[Start ITEMS]
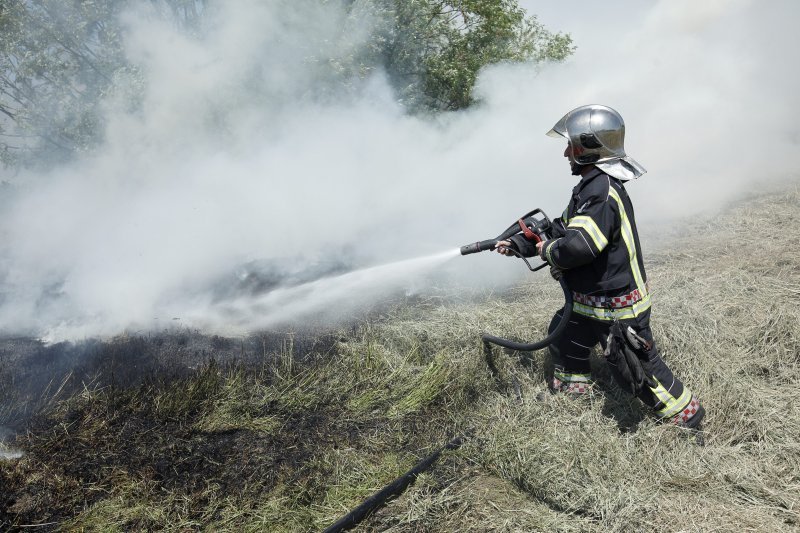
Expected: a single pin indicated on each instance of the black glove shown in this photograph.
(627, 351)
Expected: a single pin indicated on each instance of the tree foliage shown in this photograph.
(437, 47)
(60, 60)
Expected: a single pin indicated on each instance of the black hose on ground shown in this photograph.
(354, 517)
(556, 333)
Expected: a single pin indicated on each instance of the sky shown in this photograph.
(162, 227)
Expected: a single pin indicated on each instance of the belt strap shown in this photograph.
(613, 302)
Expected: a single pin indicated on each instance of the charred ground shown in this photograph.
(287, 431)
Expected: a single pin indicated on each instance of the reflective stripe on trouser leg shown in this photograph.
(669, 398)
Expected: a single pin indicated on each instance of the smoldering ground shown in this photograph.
(241, 155)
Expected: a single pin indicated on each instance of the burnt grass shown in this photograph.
(95, 416)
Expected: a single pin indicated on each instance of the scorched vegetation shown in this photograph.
(287, 432)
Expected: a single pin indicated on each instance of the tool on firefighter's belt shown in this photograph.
(536, 227)
(628, 352)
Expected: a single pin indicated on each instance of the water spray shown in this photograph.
(534, 226)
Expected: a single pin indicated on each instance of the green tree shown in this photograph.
(60, 59)
(436, 48)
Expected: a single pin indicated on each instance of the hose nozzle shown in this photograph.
(480, 246)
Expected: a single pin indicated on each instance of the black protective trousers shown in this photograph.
(572, 349)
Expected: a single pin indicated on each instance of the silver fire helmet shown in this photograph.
(596, 134)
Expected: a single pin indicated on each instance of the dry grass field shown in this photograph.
(289, 432)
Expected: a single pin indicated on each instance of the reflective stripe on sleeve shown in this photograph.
(630, 242)
(590, 226)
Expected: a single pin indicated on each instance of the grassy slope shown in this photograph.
(291, 446)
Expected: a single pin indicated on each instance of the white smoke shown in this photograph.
(206, 178)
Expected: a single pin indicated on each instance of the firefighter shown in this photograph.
(595, 246)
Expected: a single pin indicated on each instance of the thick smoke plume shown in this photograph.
(210, 185)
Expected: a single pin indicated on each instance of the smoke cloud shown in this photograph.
(195, 199)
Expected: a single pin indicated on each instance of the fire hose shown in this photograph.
(536, 227)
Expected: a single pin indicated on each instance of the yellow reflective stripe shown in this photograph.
(588, 224)
(630, 242)
(672, 405)
(571, 378)
(605, 313)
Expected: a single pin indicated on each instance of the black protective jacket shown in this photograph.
(596, 244)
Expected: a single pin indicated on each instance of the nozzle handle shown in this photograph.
(480, 246)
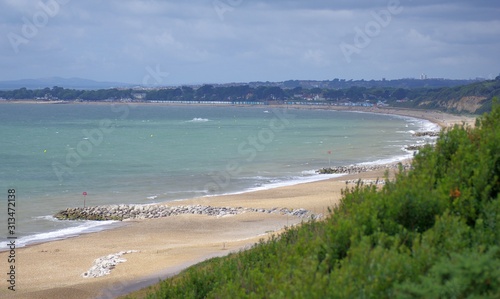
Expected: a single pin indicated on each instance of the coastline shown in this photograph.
(168, 245)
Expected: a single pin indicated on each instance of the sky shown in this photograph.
(163, 42)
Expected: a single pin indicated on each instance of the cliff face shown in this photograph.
(469, 104)
(474, 98)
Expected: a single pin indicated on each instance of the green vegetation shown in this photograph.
(433, 232)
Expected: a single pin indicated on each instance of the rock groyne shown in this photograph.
(126, 212)
(355, 169)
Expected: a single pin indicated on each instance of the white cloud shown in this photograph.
(255, 40)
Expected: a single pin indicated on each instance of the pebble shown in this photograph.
(125, 212)
(354, 169)
(103, 265)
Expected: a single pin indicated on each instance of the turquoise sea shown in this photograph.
(53, 153)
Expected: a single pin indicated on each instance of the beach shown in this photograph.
(165, 246)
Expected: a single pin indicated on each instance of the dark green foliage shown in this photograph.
(433, 232)
(408, 93)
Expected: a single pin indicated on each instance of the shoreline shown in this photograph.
(191, 238)
(442, 119)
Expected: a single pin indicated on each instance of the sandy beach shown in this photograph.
(166, 246)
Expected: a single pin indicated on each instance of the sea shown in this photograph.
(57, 156)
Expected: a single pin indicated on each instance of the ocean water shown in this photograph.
(52, 154)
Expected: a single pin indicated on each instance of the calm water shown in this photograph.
(51, 154)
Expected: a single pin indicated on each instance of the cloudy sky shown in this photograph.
(205, 41)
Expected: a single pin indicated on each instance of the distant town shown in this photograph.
(469, 96)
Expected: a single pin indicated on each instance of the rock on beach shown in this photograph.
(126, 212)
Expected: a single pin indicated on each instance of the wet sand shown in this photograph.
(168, 245)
[End ITEMS]
> **WHAT TO PRODUCE**
Every line should be retyped exactly, with the pictures omitted.

> **THE ANSWER**
Expected: a single pin indicated on each instance of the black glove shown in this photograph.
(627, 351)
Expected: a single pin indicated on each instance of the tree foliage shown in this photograph.
(437, 47)
(60, 60)
Expected: a single pin indicated on each instance of the black hose on ground shown in this photograph.
(354, 517)
(556, 333)
Expected: a single pin indicated on each instance of the sky shown in this photograph.
(162, 227)
Expected: a single pin indicated on each instance of the belt strap shown in this photograph.
(613, 302)
Expected: a single pin indicated on each instance of the charred ground shown in this photograph.
(287, 431)
Expected: a single pin indicated on each instance of the reflective stripe on trouser leg shown in this photograph.
(669, 398)
Expected: a single pin indicated on each instance of the smoldering ground shown in this photograph.
(241, 155)
Expected: a single pin indicated on each instance of the burnt grass shown in this photograph.
(95, 416)
Expected: a single pin indicated on each instance of the scorched vegetation shown in this photograph.
(287, 432)
Expected: a single pin indicated on each instance of the tool on firefighter's belt shown in this photograph.
(536, 227)
(628, 352)
Expected: a single pin indicated on each instance of the water spray shown in this photograph.
(534, 226)
Expected: a single pin indicated on each instance of the green tree shown in this photograph.
(60, 59)
(436, 48)
Expected: a single pin indicated on each instance of the hose nozzle shown in this photograph.
(480, 246)
Expected: a single pin indicated on each instance of the black protective trousers shown in this photograph.
(572, 349)
Expected: a single pin indicated on each instance of the silver fire helmet shown in this photograph.
(596, 134)
Expected: a single pin indicated on each instance of the dry grass field shown in this photograph.
(289, 432)
Expected: a single pin indicated on each instance of the reflective stripe on sleeve shown in this photograph.
(630, 242)
(590, 226)
Expected: a single pin indicated on each instance of the grassy slope shown in this photograph.
(291, 446)
Expected: a single pin indicated on each instance of the white smoke shown in this photograph.
(206, 178)
Expected: a single pin indicated on each instance of the firefighter shown in this photograph.
(595, 246)
Expected: a single pin indicated on each instance of the thick smoke plume shown in this photograph.
(210, 185)
Expected: a single pin indicated on each instance of the smoke cloud shown in this photograph.
(195, 199)
Expected: a single pin indicated on each instance of the fire hose shown in this photograph.
(536, 227)
Expected: a single pin indicated on each instance of the yellow reflective stripe shown in this photograph.
(588, 224)
(630, 242)
(672, 405)
(571, 378)
(605, 313)
Expected: a single pin indicated on each instance of the black protective jacket shown in this photograph.
(596, 244)
Expected: a single pin indicated on each instance of the nozzle handle shown in this photograph.
(480, 246)
Expected: a single pin indicated on each instance of the coastline shown in this photograph.
(168, 245)
Expected: a single pin indicated on each instance of the sky shown in this photograph.
(163, 42)
Expected: a single pin indicated on each instance of the cliff face shown in this photograph.
(469, 104)
(474, 98)
Expected: a single pin indicated on each instance of the green vegetation shown in this photograph.
(433, 232)
Expected: a single pin indicated on each instance of the rock groyne shown in this photograph.
(126, 212)
(355, 169)
Expected: a single pin indicated on each instance of the white cloud shown in this photograph.
(255, 40)
Expected: a single pin indicated on each instance of the pebble shown in this photograph.
(125, 212)
(354, 169)
(103, 265)
Expected: a single pin indicated on each instance of the turquoise sea shown in this photograph.
(53, 153)
Expected: a single pin indicated on each instance of the beach shown in this photograph.
(165, 246)
Expected: a single pin indicated on each instance of the dark green foliage shown in this photograph.
(433, 232)
(408, 93)
Expected: a single pin indicated on each instance of the shoreline shown in this photograph.
(191, 238)
(442, 119)
Expected: a single pin indicated on each instance of the sandy beach shown in this photograph.
(166, 246)
Expected: a single pin indicated on each instance of the sea shown in this photograph.
(57, 156)
Expected: a single pin indicated on each instance of the ocean water shown in this photograph.
(52, 154)
Expected: a single pin indicated on each instance of the calm water shown in this photograph.
(51, 154)
Expected: a single pin indicated on each instance of the cloudy sky shown in this photograph.
(205, 41)
Expected: a single pin indicated on each instance of the distant town shown in this photograph.
(469, 96)
Expected: a single pin indicated on each instance of the rock on beach shown in this photograph.
(126, 212)
Expected: a single pin indicated on each instance of the wet sand shown in this photograph.
(168, 245)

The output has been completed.